Data shown:

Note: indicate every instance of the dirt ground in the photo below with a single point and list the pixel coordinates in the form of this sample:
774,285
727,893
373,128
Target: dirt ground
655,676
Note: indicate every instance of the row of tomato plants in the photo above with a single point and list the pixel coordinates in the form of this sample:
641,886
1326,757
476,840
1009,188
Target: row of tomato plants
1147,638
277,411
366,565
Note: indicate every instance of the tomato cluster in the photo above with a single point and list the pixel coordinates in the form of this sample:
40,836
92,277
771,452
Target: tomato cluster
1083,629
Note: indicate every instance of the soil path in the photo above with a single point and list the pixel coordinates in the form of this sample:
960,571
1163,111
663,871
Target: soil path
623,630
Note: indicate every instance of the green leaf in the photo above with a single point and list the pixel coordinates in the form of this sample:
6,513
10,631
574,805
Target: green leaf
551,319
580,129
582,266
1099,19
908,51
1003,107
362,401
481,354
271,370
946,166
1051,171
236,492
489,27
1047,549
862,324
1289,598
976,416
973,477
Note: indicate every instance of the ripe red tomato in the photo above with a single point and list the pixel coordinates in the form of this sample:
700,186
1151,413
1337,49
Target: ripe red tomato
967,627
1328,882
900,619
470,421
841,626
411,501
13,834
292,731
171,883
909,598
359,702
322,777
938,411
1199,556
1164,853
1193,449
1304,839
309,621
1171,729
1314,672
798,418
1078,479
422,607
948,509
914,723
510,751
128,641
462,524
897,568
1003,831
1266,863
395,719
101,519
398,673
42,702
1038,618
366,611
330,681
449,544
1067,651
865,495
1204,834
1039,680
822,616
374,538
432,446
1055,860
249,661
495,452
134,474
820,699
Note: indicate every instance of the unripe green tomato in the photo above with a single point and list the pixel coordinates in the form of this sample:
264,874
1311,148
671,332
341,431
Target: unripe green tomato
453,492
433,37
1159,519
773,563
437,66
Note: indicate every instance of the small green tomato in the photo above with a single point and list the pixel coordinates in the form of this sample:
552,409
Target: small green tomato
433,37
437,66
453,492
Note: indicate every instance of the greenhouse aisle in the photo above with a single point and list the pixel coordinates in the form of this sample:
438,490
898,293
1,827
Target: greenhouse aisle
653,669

What you need to do: Reply with the number of lines in the entries that hold the word "instance", and add no other words.

Solution to this problem: 9